**TASK DETAILS:**
From the records below, extract only the lines running from the line with "of the flat" to the line with "low bush, each", both lines included, reproducing them exactly.

DATA TO PROCESS Block Start

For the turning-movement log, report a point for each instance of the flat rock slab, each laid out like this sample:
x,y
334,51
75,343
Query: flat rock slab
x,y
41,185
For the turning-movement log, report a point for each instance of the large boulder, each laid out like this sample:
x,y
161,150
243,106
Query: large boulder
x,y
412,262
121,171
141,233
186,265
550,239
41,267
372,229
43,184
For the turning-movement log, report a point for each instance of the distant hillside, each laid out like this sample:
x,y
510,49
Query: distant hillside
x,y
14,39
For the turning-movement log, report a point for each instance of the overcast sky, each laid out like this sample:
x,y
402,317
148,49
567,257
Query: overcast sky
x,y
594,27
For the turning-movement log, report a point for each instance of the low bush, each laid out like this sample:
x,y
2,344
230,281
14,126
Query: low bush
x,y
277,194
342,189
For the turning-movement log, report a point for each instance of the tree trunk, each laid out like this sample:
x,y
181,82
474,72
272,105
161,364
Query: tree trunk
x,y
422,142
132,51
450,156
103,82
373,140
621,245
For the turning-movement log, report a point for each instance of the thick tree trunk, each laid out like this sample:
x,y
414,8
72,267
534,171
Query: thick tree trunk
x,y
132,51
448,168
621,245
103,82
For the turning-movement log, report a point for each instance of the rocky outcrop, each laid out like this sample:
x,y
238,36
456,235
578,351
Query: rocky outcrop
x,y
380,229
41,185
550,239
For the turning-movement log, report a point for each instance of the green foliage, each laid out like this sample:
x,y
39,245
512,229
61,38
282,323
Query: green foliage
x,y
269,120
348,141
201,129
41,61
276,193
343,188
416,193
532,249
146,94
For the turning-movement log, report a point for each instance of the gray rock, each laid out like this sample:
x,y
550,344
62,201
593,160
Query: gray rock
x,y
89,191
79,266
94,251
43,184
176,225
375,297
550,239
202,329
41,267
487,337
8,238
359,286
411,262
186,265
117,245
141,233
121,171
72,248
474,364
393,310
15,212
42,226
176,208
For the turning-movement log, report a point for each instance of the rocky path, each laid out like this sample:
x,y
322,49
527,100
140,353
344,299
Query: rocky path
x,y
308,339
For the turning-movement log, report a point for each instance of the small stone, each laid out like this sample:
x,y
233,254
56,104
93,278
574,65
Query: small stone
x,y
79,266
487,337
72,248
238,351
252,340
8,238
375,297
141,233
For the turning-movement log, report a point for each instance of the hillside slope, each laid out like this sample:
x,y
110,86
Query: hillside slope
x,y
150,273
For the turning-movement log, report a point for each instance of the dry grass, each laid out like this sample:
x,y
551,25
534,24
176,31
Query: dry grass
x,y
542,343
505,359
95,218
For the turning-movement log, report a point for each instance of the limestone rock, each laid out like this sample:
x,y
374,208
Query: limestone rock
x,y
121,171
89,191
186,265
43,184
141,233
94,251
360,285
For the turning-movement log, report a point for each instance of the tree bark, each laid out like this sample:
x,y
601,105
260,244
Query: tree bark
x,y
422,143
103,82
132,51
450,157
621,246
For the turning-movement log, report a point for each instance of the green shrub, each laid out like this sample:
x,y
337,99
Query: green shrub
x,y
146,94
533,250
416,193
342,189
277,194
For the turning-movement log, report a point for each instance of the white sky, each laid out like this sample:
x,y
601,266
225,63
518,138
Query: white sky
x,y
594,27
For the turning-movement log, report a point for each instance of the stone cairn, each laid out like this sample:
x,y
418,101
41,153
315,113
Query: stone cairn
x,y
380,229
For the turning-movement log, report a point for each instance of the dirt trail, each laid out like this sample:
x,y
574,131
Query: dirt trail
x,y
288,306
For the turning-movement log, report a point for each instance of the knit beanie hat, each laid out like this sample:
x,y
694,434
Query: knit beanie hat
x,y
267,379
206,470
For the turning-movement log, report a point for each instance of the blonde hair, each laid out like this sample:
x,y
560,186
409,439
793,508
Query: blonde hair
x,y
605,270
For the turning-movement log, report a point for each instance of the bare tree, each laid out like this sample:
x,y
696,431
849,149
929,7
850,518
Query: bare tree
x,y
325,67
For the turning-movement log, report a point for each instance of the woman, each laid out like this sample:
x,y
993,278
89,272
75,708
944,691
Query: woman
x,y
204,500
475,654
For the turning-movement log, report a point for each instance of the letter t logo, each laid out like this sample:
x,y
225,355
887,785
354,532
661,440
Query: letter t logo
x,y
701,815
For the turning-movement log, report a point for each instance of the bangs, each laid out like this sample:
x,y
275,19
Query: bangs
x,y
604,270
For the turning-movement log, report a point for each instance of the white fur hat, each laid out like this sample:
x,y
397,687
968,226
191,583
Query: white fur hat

DATA TO PROCESS Block End
DATA TO PROCESS Block Start

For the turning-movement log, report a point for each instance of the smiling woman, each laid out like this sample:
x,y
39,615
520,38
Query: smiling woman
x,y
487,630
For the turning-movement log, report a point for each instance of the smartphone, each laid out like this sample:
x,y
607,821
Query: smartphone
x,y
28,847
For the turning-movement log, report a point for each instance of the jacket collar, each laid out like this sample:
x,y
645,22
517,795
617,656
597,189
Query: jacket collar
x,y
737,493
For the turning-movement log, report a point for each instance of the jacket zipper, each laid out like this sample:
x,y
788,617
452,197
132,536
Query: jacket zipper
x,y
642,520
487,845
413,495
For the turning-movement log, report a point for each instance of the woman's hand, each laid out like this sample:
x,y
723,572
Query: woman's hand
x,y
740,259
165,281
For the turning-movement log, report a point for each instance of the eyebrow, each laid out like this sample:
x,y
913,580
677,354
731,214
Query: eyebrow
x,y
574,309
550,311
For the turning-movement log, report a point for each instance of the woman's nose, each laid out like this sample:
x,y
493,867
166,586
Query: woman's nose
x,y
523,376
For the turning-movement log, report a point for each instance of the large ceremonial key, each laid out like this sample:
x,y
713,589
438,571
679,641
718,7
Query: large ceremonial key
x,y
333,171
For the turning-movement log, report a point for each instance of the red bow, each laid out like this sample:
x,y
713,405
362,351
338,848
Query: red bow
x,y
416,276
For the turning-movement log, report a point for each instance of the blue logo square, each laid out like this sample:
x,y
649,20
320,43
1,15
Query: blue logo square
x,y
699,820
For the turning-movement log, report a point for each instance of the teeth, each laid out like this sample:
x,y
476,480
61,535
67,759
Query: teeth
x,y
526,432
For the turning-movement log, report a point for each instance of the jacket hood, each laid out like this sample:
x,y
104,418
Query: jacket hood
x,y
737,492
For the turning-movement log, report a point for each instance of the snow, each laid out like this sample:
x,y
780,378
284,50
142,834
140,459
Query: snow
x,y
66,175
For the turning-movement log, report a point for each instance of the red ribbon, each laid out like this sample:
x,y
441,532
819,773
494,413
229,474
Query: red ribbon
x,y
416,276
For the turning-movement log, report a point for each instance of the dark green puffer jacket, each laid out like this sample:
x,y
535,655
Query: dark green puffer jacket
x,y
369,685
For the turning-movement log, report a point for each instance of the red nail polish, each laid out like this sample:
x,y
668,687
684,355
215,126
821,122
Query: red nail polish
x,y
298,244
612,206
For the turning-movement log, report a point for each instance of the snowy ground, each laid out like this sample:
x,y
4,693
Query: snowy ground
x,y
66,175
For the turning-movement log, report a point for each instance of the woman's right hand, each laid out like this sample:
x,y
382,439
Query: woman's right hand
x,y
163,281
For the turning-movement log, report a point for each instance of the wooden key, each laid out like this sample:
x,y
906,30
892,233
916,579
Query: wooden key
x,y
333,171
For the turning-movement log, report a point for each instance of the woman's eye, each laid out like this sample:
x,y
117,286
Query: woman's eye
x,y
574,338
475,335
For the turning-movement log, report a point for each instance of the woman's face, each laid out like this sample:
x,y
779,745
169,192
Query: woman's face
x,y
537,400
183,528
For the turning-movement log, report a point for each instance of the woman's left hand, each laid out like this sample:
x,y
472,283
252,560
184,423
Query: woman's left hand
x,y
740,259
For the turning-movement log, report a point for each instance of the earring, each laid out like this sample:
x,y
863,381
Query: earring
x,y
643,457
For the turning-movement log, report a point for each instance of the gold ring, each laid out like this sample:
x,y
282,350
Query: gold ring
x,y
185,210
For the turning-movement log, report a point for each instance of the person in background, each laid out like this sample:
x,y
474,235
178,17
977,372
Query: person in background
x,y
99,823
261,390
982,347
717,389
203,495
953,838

DATA TO PROCESS Block End
DATA TO PROCESS Block Start

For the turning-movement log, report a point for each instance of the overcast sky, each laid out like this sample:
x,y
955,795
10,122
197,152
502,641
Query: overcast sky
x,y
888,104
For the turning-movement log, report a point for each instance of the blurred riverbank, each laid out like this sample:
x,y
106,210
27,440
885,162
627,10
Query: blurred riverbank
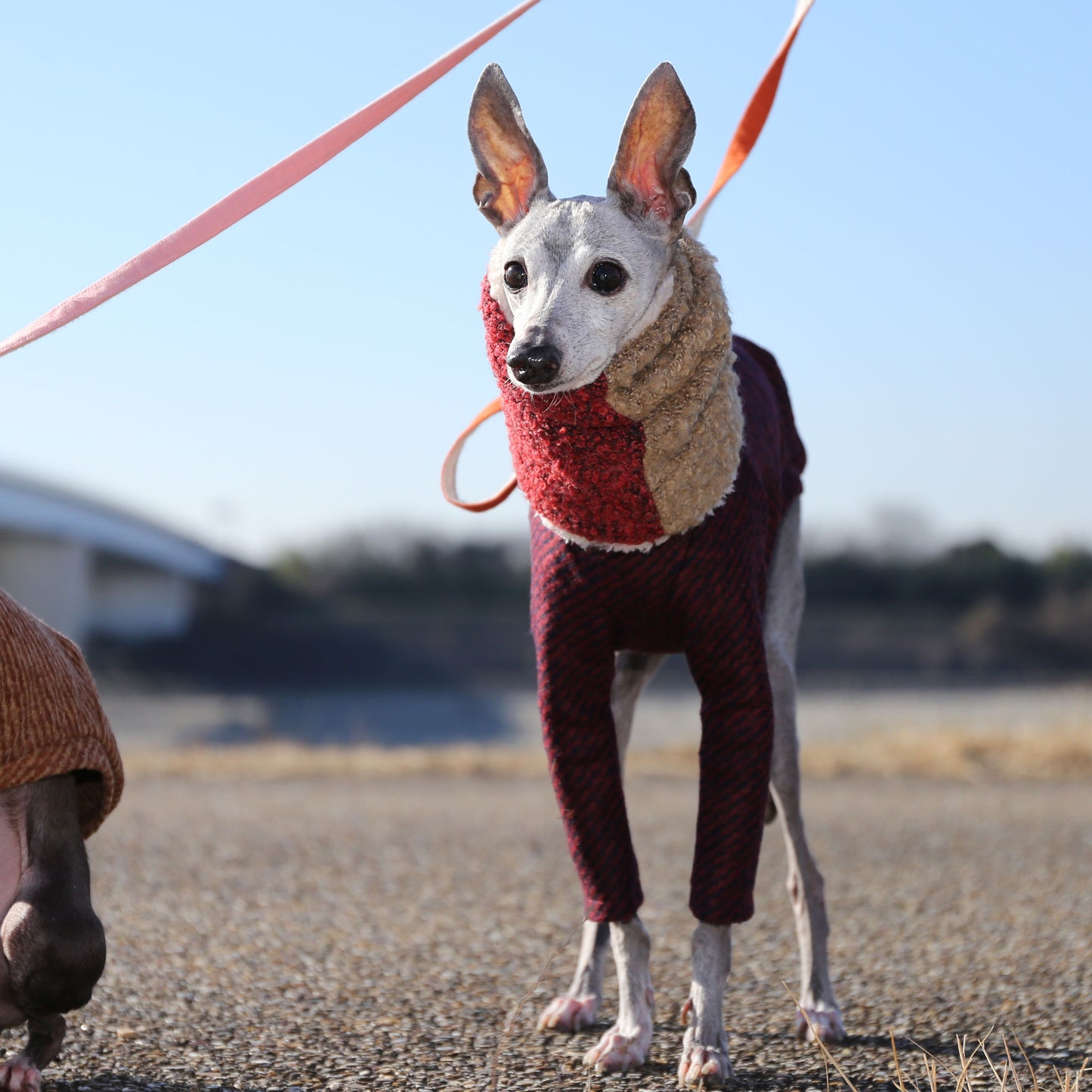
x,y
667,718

DATA TO PROCESS Block End

**EXERCISE OUTPUT:**
For the turning-movement log, report a point for each instance of the flat rock slab, each laid out like this sample:
x,y
334,51
75,343
Query: flat rock slab
x,y
41,185
For the turning-movement log, report a point for each instance of the large boulder, each laid out like this sample:
x,y
161,150
243,106
Query: large boulder
x,y
412,262
121,171
141,233
186,265
550,239
41,267
372,229
43,184
For the turning-movement log, report a point for each instance of the distant hillside, each laid out like this sample:
x,y
510,49
Query: distant hillside
x,y
14,39
For the turning-movement log, report a point for each instance of the overcast sky, each laid out like this sample:
x,y
402,317
148,49
567,257
Query: overcast sky
x,y
594,27
For the turning-movement log, report a point for each instance of the low bush, each laid out like this sample:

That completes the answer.